Dataset entries

::::::::

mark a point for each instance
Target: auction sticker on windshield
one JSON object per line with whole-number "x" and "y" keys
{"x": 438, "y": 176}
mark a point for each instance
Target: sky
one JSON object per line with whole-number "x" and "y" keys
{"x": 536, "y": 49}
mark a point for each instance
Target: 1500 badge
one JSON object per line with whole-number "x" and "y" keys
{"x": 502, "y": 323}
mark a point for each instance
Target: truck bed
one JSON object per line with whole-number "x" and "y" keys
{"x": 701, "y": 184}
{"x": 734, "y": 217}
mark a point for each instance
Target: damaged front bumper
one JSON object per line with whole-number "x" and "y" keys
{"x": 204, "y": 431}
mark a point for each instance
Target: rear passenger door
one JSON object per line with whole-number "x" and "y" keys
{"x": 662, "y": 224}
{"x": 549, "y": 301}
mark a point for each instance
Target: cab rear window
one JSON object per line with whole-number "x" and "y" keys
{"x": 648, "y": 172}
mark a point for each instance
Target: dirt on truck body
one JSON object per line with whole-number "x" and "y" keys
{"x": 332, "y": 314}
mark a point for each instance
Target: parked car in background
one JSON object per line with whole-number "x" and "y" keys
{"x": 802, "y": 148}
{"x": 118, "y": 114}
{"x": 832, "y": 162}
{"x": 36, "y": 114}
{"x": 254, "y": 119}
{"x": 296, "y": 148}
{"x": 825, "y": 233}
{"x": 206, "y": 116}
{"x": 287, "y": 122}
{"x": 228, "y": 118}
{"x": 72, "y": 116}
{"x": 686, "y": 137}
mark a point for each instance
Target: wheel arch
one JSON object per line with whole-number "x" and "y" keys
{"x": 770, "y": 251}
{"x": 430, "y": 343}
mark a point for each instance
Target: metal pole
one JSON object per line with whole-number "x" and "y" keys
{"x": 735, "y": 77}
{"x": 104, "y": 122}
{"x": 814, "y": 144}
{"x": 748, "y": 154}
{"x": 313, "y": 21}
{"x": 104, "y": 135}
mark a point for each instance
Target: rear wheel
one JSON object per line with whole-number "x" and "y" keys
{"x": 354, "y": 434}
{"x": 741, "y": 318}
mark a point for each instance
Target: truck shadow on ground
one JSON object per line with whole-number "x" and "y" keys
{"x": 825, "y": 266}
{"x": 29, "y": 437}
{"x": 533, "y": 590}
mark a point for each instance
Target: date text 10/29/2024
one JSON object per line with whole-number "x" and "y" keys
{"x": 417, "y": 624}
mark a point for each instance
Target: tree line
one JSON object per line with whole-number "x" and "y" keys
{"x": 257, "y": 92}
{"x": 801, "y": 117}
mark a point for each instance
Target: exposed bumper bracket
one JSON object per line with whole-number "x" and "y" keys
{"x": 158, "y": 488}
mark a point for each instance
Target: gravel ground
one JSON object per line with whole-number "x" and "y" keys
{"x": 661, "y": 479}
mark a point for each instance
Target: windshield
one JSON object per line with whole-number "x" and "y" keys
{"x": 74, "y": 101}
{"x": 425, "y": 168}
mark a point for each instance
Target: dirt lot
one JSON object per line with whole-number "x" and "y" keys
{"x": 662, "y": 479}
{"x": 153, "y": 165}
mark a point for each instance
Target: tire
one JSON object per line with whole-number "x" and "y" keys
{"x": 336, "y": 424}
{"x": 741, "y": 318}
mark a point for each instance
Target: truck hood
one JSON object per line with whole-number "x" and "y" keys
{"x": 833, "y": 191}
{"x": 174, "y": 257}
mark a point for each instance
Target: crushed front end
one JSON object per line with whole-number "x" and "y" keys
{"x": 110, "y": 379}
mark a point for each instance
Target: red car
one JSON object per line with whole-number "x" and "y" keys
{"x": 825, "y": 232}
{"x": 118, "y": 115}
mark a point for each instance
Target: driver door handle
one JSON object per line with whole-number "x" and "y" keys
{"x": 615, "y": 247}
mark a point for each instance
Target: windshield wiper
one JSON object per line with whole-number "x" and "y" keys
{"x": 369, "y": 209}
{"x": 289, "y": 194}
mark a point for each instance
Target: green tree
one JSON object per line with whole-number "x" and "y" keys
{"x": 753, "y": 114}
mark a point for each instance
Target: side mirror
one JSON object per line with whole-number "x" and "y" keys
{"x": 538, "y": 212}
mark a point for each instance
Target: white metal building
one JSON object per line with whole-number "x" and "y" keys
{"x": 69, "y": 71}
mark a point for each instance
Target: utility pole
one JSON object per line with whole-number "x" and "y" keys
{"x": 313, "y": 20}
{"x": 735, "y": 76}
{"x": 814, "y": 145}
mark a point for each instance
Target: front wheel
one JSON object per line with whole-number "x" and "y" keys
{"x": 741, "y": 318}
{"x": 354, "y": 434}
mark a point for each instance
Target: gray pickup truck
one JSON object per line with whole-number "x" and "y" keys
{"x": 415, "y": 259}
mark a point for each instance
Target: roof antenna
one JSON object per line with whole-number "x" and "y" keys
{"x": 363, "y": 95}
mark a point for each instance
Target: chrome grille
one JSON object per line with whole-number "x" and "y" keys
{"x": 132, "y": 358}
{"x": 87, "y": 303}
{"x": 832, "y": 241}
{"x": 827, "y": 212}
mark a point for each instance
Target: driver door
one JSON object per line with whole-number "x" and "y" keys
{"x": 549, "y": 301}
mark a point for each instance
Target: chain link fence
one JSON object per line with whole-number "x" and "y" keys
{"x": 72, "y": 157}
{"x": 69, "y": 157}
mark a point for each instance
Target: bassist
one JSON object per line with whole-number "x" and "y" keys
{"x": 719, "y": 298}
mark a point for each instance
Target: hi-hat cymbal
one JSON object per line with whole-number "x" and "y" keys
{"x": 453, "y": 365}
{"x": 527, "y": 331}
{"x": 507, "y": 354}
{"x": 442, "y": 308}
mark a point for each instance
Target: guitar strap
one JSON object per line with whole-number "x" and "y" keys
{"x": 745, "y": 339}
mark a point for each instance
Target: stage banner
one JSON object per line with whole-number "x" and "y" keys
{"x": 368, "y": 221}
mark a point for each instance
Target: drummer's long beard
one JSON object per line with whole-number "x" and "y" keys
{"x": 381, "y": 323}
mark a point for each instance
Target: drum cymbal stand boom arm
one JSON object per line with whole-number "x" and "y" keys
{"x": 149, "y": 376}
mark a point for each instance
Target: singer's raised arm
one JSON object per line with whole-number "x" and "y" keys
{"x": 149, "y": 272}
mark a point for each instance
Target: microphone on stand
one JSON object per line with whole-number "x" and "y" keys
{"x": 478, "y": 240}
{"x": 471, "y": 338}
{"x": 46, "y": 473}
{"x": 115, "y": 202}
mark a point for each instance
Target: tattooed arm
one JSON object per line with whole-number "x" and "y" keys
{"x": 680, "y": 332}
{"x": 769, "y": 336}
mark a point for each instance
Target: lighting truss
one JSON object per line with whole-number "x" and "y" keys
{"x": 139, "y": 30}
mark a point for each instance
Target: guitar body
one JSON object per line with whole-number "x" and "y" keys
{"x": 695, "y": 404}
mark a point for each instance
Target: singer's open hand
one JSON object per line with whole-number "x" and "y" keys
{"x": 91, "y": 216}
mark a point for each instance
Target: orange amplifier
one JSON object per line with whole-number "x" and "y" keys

::::::::

Your task is to give the records above again, exactly.

■ The response
mark a point for each instance
Target: auction sticker on windshield
one JSON object per line with whole-number "x" and "y" keys
{"x": 438, "y": 176}
mark a point for each instance
Target: sky
one JSON object per line with whole-number "x" and "y" keys
{"x": 536, "y": 49}
mark a point for each instance
Target: 1500 badge
one JSON object per line with whole-number "x" and "y" keys
{"x": 502, "y": 323}
mark a point for each instance
Target: truck bed
one JSON object per line with whole-number "x" and "y" keys
{"x": 701, "y": 184}
{"x": 734, "y": 217}
mark a point for each instance
Target: damaged front bumper
one JSON object per line with whole-number "x" and "y" keys
{"x": 204, "y": 431}
mark a point for each instance
Target: rear passenger door
one JSON object per line with whole-number "x" and "y" keys
{"x": 662, "y": 224}
{"x": 549, "y": 301}
mark a point for each instance
Target: cab rear window
one JSON object per line with whole-number "x" and "y" keys
{"x": 648, "y": 172}
mark a point for each instance
Target: dirt on truck body
one JSON object per line with whole-number "x" and "y" keys
{"x": 332, "y": 314}
mark a point for each instance
Target: parked car in background
one JSON object per line with whole-number "x" and "y" keys
{"x": 802, "y": 148}
{"x": 118, "y": 114}
{"x": 832, "y": 162}
{"x": 36, "y": 114}
{"x": 254, "y": 119}
{"x": 296, "y": 148}
{"x": 825, "y": 233}
{"x": 206, "y": 116}
{"x": 287, "y": 122}
{"x": 228, "y": 118}
{"x": 72, "y": 116}
{"x": 686, "y": 137}
mark a point for each instance
Target: wheel arch
one JSON object per line with whole-number "x" and "y" keys
{"x": 770, "y": 251}
{"x": 430, "y": 343}
mark a point for each instance
Target: metal pole
one JSON object per line with whole-number "x" and "y" keys
{"x": 735, "y": 77}
{"x": 104, "y": 122}
{"x": 814, "y": 144}
{"x": 748, "y": 154}
{"x": 313, "y": 21}
{"x": 104, "y": 135}
mark a point for each instance
Target: rear wheel
one JSON object per line with whole-number "x" and "y" keys
{"x": 354, "y": 434}
{"x": 741, "y": 318}
mark a point for each instance
Target: truck shadow on ground
one JSON object per line with whole-number "x" and "y" keys
{"x": 825, "y": 266}
{"x": 29, "y": 437}
{"x": 533, "y": 590}
mark a point for each instance
Target: date text 10/29/2024
one JSON object per line with whole-number "x" and "y" keys
{"x": 417, "y": 624}
mark a point for each instance
Target: tree line
one JSON object per line with whole-number "x" and "y" keys
{"x": 257, "y": 92}
{"x": 801, "y": 117}
mark a point for each instance
Target: exposed bumper bracket
one JSON object per line with whole-number "x" and "y" keys
{"x": 158, "y": 488}
mark a point for each instance
Target: gravel ground
one JSON object per line with whole-number "x" and "y" keys
{"x": 661, "y": 479}
mark a point for each instance
Target: windshield
one JSON object per line with whole-number "x" and "y" keys
{"x": 74, "y": 101}
{"x": 425, "y": 168}
mark a point for each instance
Target: dirt lot
one JSON object per line with whole-number "x" and "y" keys
{"x": 662, "y": 479}
{"x": 153, "y": 165}
mark a point for each instance
Target: tire
one JSON object per line with whole-number "x" and "y" keys
{"x": 336, "y": 424}
{"x": 741, "y": 318}
mark a point for each instance
Target: truck hood
one JSON object per line with whole-number "x" and "y" keys
{"x": 833, "y": 191}
{"x": 174, "y": 257}
mark a point for each instance
Target: crushed front end
one JSON object per line with whole-number "x" and "y" keys
{"x": 110, "y": 379}
mark a point for each instance
Target: red car
one JSON object per line with whole-number "x" and "y" keys
{"x": 825, "y": 232}
{"x": 118, "y": 115}
mark a point for each instance
Target: driver door handle
one JSON object per line with whole-number "x" and "y" keys
{"x": 615, "y": 247}
mark a point for each instance
Target: windshield wiper
one JSON object per line with whole-number "x" and "y" keys
{"x": 369, "y": 209}
{"x": 289, "y": 194}
mark a point for each instance
Target: green tree
one JSON object per line with whole-number "x" and "y" keys
{"x": 753, "y": 114}
mark a point for each instance
Target: side mirror
one JSON object per line with whole-number "x" and "y" keys
{"x": 538, "y": 212}
mark a point for each instance
Target: white metal building
one JSON object per line with whole-number "x" and "y" keys
{"x": 69, "y": 71}
mark a point for each instance
Target: utility pole
one JSON object per line with whole-number "x" and "y" keys
{"x": 313, "y": 20}
{"x": 735, "y": 76}
{"x": 814, "y": 145}
mark a point for each instance
Target: front wheel
one JSON object per line with whole-number "x" and "y" keys
{"x": 741, "y": 318}
{"x": 354, "y": 434}
mark a point for each instance
Target: gray pickup truck
one JSON object per line with whole-number "x" and "y" keys
{"x": 415, "y": 259}
mark a point for each instance
Target: roof antenna
one JSON object per line with whole-number "x" and "y" keys
{"x": 363, "y": 95}
mark a point for each instance
Target: chrome grille
one JSON object per line with whole-number "x" and "y" keys
{"x": 132, "y": 358}
{"x": 87, "y": 303}
{"x": 832, "y": 241}
{"x": 827, "y": 212}
mark a point for each instance
Target: driver door
one JSON object per line with whole-number "x" and "y" keys
{"x": 549, "y": 301}
mark a point for each instance
Target: chain link fence
one JSON object per line with whole-number "x" and "y" keys
{"x": 72, "y": 157}
{"x": 69, "y": 157}
mark a point for each instance
Target: bassist
one JSON object per line with whole-number "x" and "y" keys
{"x": 719, "y": 298}
mark a point for each instance
Target: hi-hat cymbal
one JSON object per line with whole-number "x" and "y" keys
{"x": 453, "y": 365}
{"x": 527, "y": 331}
{"x": 507, "y": 354}
{"x": 442, "y": 308}
mark a point for each instance
Target: guitar strap
one JSON object per line with whole-number "x" and "y" keys
{"x": 745, "y": 339}
mark a point for each instance
Target: stage banner
one JSON object per line with whole-number "x" and "y" keys
{"x": 368, "y": 221}
mark a point for each instance
Target: drummer's long beard
one JSON object per line with whole-number "x" and "y" keys
{"x": 381, "y": 323}
mark a point for each instance
Target: drum cymbal stand boom arm
one JSON object per line with whole-number "x" and "y" keys
{"x": 149, "y": 376}
mark a point for each instance
Target: singer's raised arm
one JSON object per line with whole-number "x" and "y" keys
{"x": 149, "y": 272}
mark a point for each instance
Target: microphone on stand
one JSON object per line with whole-number "x" and "y" keys
{"x": 478, "y": 240}
{"x": 471, "y": 338}
{"x": 46, "y": 473}
{"x": 115, "y": 202}
mark a point for each instance
Target: tattooed arm
one JSON object per line with whole-number "x" and "y" keys
{"x": 680, "y": 332}
{"x": 769, "y": 336}
mark a point for each instance
Target: lighting truss
one JSON object per line with whole-number "x" and "y" keys
{"x": 139, "y": 30}
mark a point for each instance
Target: guitar body
one JSON object per line with whole-number "x" and "y" keys
{"x": 695, "y": 404}
mark a point for each instance
Target: singer's open hand
one JSON object per line with whole-number "x" and "y" keys
{"x": 91, "y": 216}
mark a point for each instance
Target: orange amplifier
one JSON object per line with whole-number "x" and "y" keys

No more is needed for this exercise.